EXCERPT TO READ:
[Start of Attachment]
NON-FICTION PICK OF THE WEEK
Eventually Everything Connects
Sarah Firth, Joan, $34.95

Language is so structured around binaries – good/bad, happy/sad, love/hate – it can be hard to escape its rigid, black and white logic.

Which is why a graphic essay, such as those found in this collection, can go where words can’t, capturing life in all its inexpressible messiness and transforming abstract concepts into vividly realised images. Sarah Firth isn’t afraid to tango with the big questions of existence. How to reconcile the horror in the world with the beauty, how to find joy amid the Sisyphian labour of daily chores and mundane demands. Questions about the nature of consciousness, reality and selfhood, about sex and sensuality and about our responsibility for the state of the planet are made visceral and urgent through Firth’s commanding graphics, her creative interrogation of her own mind and experiences, and her willingness to see life as an ongoing experiment.

Technofeudalism
Yanis Varoufakis
The Bodley Head, $36.99

In the early 1990s, when Yanis Varoufakis went to his parents’ home in Athens to install a modem to connect their computer to the internet, his father asked him the killer question that inspired this book: “Now that computers speak to each other, will this network make capitalism impossible to overthrow? Or might it finally reveal its Achilles heel?” With disturbing persuasiveness and a teacher’s flair for explaining difficult concepts, Varoufakis argues the latter. The internet shattered capitalism’s evolutionary fitness, he says, replacing it with technofeudalism which has turned us all into “cloud serfs” who generate the stock of cloud capital – stories, videos, photos and other material – for free. Under this regime, “we no longer own our own minds”. It’s a grim diagnosis but, in the final chapter, he offers a glimmer of hope in the potential for democratic rebellion inherent in the cloud itself.
[End of Attachment]
(Region pointing material)
[Start of Attachment]
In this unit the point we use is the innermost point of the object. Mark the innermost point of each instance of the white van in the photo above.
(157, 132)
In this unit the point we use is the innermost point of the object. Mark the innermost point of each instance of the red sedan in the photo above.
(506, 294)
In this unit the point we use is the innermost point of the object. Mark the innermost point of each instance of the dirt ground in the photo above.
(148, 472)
[End of Attachment]
[Start of Attachment]
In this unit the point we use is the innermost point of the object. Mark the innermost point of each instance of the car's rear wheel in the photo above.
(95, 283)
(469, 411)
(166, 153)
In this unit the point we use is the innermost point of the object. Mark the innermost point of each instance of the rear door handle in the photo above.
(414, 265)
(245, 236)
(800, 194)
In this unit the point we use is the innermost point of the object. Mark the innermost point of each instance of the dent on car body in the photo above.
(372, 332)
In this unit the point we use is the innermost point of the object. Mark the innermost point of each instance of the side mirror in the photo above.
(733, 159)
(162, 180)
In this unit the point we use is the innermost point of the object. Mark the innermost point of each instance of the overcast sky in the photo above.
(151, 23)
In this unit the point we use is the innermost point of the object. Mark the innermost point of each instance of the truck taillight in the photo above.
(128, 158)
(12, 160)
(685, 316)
[End of Attachment]
[Start of Attachment]
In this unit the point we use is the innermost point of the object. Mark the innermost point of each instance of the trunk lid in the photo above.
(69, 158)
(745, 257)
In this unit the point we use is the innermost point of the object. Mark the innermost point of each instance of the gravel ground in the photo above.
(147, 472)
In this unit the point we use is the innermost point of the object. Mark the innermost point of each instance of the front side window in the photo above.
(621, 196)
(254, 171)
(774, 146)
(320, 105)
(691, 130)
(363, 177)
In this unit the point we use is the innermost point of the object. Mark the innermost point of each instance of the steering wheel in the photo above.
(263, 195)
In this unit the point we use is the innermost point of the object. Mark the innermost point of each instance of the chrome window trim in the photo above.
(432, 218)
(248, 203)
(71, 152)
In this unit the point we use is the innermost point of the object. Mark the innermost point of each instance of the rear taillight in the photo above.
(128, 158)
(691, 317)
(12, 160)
[End of Attachment]
PROBLEM:
Carry on the book reviews from the point where they stop.

ANSWER SECTION:
The Twat Files
Dawn French
Michael Joseph, $36.99

Dawn French hears that her friend Ben Elton’s first play is going to open at the West End in London and is desperate for a role. When they next meet, he tells her, “I want to ask you to play the lead...” French is over the moon, thanking him profusely, promising she won’t let him down. A bemused Elton replies, “I want to ask HUGH. Hugh Laurie.” Elton does end up writing a play for French. It is called Silly Cow. This is a classic example of the kind of excruciatingly funny anecdotes that Dawn tells about her stuff-ups over the years and what they have taught her about herself. Story after laugh-out-loud story in this wise, exuberant and therapeutic book shows that realising you’ve been a twat and not being afraid to admit it can be utterly liberating. She urges us to start allowing our own mistakes to amuse us. “I promise you,” she writes, “there is abundant joy to be found in our flaws.”

Zero Risk
Tony Loughran
Echo Publishing, $34.99

As a boy growing up in Liverpool, Tony Loughran longed for his father’s approval. Determined to prove himself, he channelled his fascination with danger into his work as a medic in the navy, as a commando and as safety and security advisor for the BBC working to protect journalists, especially in war zones.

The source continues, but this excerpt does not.